- **Goal of the exercise**
Everything from the line containing "of the parked" through the final line of the records must be transcribed verbatim; nothing else belongs in the result.

(Excerpts of location labeling data)
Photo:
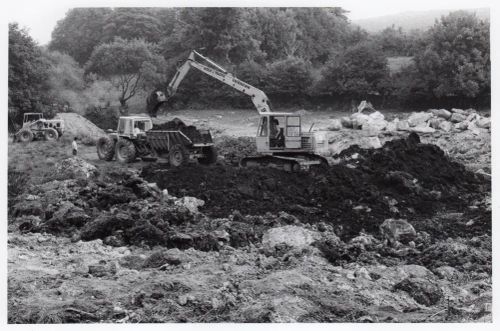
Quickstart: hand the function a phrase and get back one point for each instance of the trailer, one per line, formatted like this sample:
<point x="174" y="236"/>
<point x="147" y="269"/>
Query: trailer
<point x="135" y="138"/>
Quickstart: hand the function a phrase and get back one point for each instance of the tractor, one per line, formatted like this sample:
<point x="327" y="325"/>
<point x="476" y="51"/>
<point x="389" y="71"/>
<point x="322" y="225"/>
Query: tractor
<point x="37" y="127"/>
<point x="135" y="138"/>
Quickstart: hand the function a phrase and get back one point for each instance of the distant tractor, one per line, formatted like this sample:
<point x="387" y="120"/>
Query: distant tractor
<point x="135" y="138"/>
<point x="37" y="127"/>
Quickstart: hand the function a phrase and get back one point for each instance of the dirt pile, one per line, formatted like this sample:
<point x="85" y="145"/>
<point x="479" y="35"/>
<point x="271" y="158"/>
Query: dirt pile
<point x="404" y="179"/>
<point x="232" y="150"/>
<point x="177" y="125"/>
<point x="76" y="125"/>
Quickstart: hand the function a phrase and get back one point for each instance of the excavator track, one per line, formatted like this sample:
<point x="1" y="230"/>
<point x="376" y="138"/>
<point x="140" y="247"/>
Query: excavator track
<point x="286" y="162"/>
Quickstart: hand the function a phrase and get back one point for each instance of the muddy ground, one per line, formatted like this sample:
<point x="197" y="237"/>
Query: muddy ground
<point x="149" y="243"/>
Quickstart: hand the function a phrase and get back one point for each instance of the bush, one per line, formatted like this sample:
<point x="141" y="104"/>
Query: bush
<point x="16" y="182"/>
<point x="291" y="77"/>
<point x="358" y="71"/>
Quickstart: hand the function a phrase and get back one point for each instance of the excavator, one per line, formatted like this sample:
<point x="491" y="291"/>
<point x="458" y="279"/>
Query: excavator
<point x="281" y="142"/>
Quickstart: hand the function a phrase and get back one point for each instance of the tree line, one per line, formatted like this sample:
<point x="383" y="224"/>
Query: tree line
<point x="304" y="57"/>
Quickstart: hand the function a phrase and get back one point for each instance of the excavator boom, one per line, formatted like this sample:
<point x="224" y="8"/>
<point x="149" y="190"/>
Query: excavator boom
<point x="212" y="69"/>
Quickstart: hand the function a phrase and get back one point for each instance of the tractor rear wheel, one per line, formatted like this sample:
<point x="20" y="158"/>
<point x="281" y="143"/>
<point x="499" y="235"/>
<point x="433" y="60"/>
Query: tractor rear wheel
<point x="178" y="155"/>
<point x="209" y="155"/>
<point x="50" y="134"/>
<point x="25" y="135"/>
<point x="125" y="151"/>
<point x="105" y="148"/>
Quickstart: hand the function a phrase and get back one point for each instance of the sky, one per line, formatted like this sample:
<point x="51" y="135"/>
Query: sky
<point x="40" y="17"/>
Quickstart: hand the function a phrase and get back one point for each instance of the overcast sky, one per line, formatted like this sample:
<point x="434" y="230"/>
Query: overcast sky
<point x="40" y="17"/>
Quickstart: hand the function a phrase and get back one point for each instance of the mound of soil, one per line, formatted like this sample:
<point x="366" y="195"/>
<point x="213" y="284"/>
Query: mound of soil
<point x="176" y="124"/>
<point x="404" y="179"/>
<point x="232" y="150"/>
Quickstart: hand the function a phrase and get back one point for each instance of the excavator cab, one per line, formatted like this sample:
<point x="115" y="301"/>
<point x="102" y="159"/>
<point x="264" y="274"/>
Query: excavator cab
<point x="278" y="131"/>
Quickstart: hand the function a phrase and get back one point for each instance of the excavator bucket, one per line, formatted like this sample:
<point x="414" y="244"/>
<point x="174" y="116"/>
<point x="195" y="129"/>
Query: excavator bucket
<point x="154" y="101"/>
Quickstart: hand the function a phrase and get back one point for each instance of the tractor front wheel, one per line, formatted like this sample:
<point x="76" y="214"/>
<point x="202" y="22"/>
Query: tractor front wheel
<point x="25" y="135"/>
<point x="105" y="148"/>
<point x="125" y="151"/>
<point x="178" y="155"/>
<point x="50" y="134"/>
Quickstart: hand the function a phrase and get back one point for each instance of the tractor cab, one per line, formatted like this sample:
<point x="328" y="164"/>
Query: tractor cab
<point x="279" y="131"/>
<point x="134" y="126"/>
<point x="29" y="118"/>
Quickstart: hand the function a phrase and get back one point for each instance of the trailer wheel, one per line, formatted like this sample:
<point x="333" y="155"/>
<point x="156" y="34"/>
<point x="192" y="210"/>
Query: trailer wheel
<point x="125" y="151"/>
<point x="50" y="134"/>
<point x="105" y="148"/>
<point x="209" y="155"/>
<point x="25" y="135"/>
<point x="178" y="155"/>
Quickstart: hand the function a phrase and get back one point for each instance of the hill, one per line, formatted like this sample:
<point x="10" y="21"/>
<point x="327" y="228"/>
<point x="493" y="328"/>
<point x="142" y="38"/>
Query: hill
<point x="412" y="19"/>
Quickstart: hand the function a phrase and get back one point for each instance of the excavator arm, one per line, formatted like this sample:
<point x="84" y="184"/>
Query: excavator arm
<point x="212" y="69"/>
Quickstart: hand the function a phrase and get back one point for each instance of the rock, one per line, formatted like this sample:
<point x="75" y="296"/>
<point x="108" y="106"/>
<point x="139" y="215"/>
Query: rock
<point x="334" y="125"/>
<point x="67" y="217"/>
<point x="483" y="122"/>
<point x="29" y="207"/>
<point x="422" y="290"/>
<point x="191" y="203"/>
<point x="456" y="118"/>
<point x="365" y="105"/>
<point x="157" y="259"/>
<point x="423" y="129"/>
<point x="402" y="126"/>
<point x="398" y="230"/>
<point x="346" y="122"/>
<point x="435" y="122"/>
<point x="462" y="126"/>
<point x="102" y="269"/>
<point x="290" y="236"/>
<point x="362" y="273"/>
<point x="376" y="125"/>
<point x="75" y="167"/>
<point x="377" y="116"/>
<point x="363" y="239"/>
<point x="445" y="126"/>
<point x="447" y="272"/>
<point x="416" y="271"/>
<point x="419" y="119"/>
<point x="459" y="111"/>
<point x="31" y="197"/>
<point x="358" y="120"/>
<point x="392" y="126"/>
<point x="442" y="113"/>
<point x="164" y="194"/>
<point x="370" y="142"/>
<point x="182" y="300"/>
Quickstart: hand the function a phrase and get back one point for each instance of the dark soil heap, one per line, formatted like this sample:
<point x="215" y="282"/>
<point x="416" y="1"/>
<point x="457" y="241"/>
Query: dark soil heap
<point x="176" y="124"/>
<point x="404" y="179"/>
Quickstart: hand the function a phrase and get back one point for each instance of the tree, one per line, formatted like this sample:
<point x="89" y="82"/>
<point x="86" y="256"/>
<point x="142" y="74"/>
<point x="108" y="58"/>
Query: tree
<point x="356" y="72"/>
<point x="79" y="32"/>
<point x="277" y="31"/>
<point x="456" y="61"/>
<point x="319" y="32"/>
<point x="129" y="65"/>
<point x="132" y="23"/>
<point x="222" y="34"/>
<point x="27" y="74"/>
<point x="290" y="77"/>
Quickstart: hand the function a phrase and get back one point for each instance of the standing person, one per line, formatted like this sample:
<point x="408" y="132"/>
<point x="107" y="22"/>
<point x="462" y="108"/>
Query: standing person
<point x="74" y="146"/>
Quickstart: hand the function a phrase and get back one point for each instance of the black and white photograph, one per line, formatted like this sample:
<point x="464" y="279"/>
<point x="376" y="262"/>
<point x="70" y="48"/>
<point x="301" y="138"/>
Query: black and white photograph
<point x="203" y="163"/>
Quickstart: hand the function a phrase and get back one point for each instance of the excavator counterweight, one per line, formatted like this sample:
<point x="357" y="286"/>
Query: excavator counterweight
<point x="280" y="140"/>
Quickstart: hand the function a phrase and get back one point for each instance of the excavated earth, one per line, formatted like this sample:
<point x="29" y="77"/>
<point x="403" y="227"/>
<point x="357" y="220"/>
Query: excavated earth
<point x="220" y="243"/>
<point x="404" y="179"/>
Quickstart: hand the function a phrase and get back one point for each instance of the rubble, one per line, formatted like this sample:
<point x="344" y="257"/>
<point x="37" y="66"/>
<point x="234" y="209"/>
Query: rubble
<point x="75" y="167"/>
<point x="398" y="230"/>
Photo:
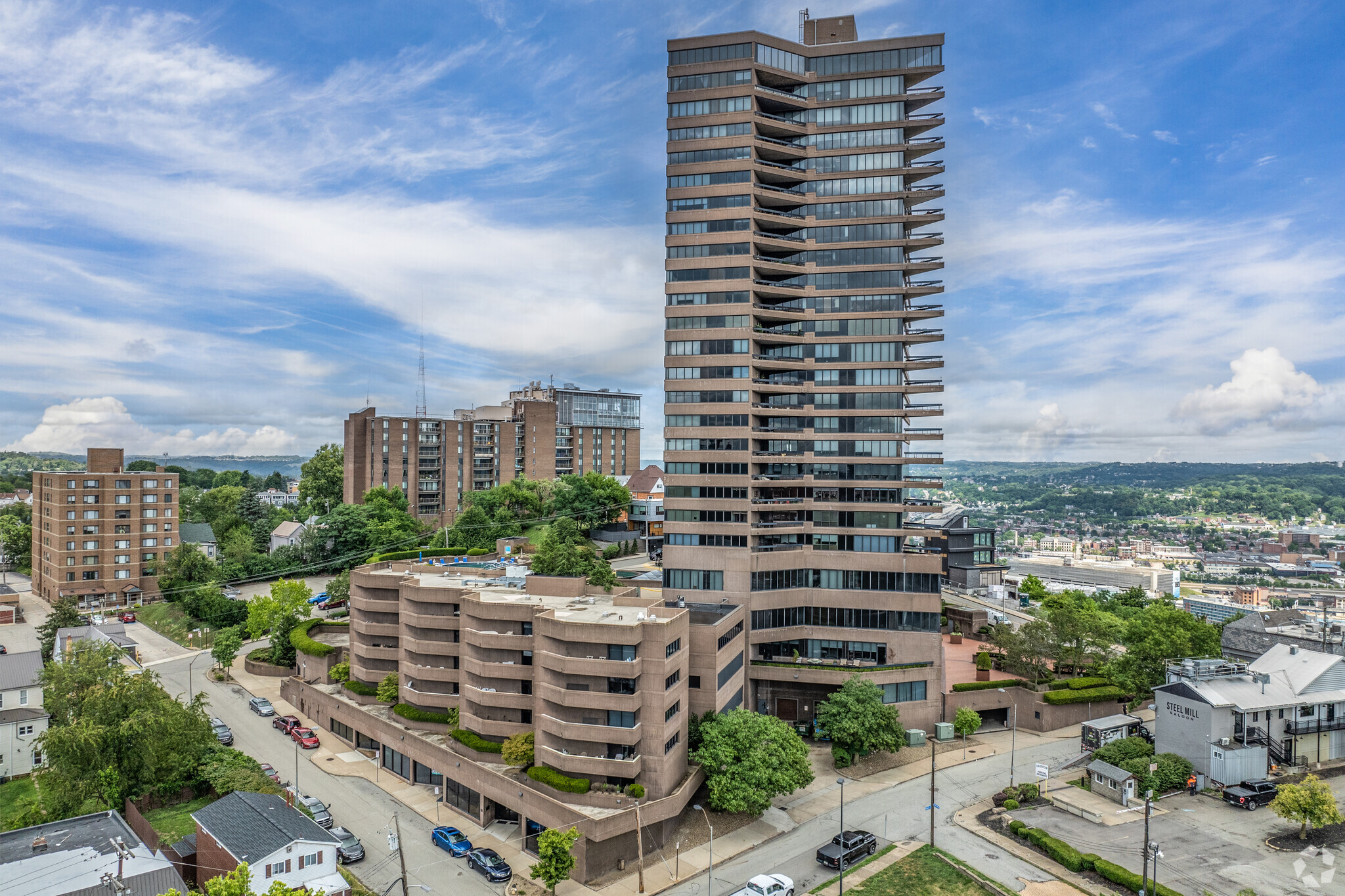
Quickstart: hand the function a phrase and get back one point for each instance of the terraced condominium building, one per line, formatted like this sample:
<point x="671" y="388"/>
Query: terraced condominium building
<point x="798" y="359"/>
<point x="540" y="433"/>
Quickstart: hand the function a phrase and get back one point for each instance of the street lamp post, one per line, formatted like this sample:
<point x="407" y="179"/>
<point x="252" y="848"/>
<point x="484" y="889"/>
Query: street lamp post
<point x="709" y="876"/>
<point x="841" y="857"/>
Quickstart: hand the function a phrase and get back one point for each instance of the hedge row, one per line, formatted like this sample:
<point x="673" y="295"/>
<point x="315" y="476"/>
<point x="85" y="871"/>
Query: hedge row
<point x="988" y="685"/>
<point x="553" y="778"/>
<point x="1082" y="684"/>
<point x="1126" y="878"/>
<point x="414" y="714"/>
<point x="361" y="688"/>
<point x="474" y="740"/>
<point x="1091" y="695"/>
<point x="303" y="644"/>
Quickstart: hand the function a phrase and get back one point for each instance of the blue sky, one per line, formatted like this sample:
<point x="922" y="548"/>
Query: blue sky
<point x="223" y="223"/>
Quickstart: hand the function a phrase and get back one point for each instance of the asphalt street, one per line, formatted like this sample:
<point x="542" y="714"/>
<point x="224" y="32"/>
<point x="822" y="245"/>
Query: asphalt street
<point x="900" y="812"/>
<point x="355" y="803"/>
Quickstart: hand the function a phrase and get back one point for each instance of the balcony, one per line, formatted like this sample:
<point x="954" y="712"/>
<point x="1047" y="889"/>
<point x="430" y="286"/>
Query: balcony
<point x="595" y="666"/>
<point x="590" y="699"/>
<point x="588" y="734"/>
<point x="590" y="766"/>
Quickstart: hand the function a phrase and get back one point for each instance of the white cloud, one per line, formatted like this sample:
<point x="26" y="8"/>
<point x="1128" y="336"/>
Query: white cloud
<point x="105" y="422"/>
<point x="1265" y="389"/>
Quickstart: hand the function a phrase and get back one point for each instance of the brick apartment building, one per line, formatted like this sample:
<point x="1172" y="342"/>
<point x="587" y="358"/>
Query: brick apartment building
<point x="540" y="433"/>
<point x="100" y="535"/>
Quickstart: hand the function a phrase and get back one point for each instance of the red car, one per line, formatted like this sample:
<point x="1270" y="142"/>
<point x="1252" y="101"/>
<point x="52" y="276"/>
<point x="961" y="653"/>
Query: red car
<point x="287" y="723"/>
<point x="305" y="738"/>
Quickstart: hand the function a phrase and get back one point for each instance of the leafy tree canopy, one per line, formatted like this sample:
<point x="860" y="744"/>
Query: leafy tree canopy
<point x="749" y="759"/>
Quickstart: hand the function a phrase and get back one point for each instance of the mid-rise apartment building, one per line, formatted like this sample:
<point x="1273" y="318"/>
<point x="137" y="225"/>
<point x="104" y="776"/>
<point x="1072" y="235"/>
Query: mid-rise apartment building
<point x="540" y="433"/>
<point x="606" y="681"/>
<point x="799" y="396"/>
<point x="100" y="535"/>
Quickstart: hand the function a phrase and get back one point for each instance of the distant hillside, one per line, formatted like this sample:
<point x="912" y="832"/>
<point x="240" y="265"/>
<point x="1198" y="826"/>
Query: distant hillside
<point x="260" y="464"/>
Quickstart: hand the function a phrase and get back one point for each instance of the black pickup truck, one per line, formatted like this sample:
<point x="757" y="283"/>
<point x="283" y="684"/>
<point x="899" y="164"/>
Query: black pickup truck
<point x="847" y="847"/>
<point x="1250" y="794"/>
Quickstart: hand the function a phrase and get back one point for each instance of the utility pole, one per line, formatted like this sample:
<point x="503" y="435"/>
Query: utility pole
<point x="639" y="847"/>
<point x="401" y="856"/>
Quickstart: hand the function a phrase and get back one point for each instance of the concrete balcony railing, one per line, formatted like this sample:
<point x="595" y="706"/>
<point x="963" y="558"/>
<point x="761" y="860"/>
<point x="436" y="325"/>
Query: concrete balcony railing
<point x="590" y="766"/>
<point x="590" y="666"/>
<point x="590" y="699"/>
<point x="483" y="670"/>
<point x="590" y="734"/>
<point x="496" y="641"/>
<point x="498" y="699"/>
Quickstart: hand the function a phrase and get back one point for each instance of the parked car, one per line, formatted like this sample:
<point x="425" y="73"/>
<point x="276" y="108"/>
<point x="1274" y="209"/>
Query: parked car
<point x="305" y="738"/>
<point x="222" y="733"/>
<point x="768" y="885"/>
<point x="452" y="840"/>
<point x="320" y="815"/>
<point x="286" y="723"/>
<point x="847" y="847"/>
<point x="490" y="864"/>
<point x="350" y="849"/>
<point x="1250" y="794"/>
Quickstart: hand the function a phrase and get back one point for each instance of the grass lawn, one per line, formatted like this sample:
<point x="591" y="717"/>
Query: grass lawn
<point x="11" y="797"/>
<point x="920" y="874"/>
<point x="174" y="822"/>
<point x="171" y="621"/>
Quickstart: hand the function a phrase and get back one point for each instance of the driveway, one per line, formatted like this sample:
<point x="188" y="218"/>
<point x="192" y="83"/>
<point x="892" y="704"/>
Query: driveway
<point x="1206" y="844"/>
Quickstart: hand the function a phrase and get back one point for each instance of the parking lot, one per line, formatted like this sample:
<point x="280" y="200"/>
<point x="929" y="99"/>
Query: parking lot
<point x="1207" y="844"/>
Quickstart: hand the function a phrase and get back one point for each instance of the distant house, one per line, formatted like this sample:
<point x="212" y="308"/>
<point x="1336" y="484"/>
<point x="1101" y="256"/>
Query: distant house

- **Task answer**
Quickstart: hand the function a phrase and get back one point for each instance of the parked car, one per line, formatted like this sample:
<point x="425" y="73"/>
<point x="276" y="108"/>
<point x="1274" y="209"/>
Query: parked car
<point x="305" y="738"/>
<point x="222" y="733"/>
<point x="768" y="885"/>
<point x="452" y="840"/>
<point x="320" y="815"/>
<point x="286" y="723"/>
<point x="847" y="847"/>
<point x="490" y="864"/>
<point x="350" y="849"/>
<point x="1250" y="794"/>
Quickstart: hand the function a phrase and get back one point for each instance of the grass lawn, one per line, formatted like this sample:
<point x="591" y="717"/>
Query: grass lawn
<point x="11" y="797"/>
<point x="920" y="874"/>
<point x="174" y="822"/>
<point x="171" y="621"/>
Quickstart: hand the function a phrase and get back one point for each instance of the driveway, one per line, formatted like this sample:
<point x="188" y="218"/>
<point x="192" y="83"/>
<point x="892" y="704"/>
Query: driveway
<point x="1206" y="844"/>
Quickstart: hand the function a phrase and get back one point for each instance of the parking lot, one per line, formatted like this sample:
<point x="280" y="200"/>
<point x="929" y="99"/>
Query: parking lot
<point x="1207" y="844"/>
Quickstart: hand the function a phrase and get back one point for each instance of the distant house, one per line, formatted like this sample:
<point x="212" y="308"/>
<point x="1336" y="484"/>
<point x="1101" y="256"/>
Query: distant house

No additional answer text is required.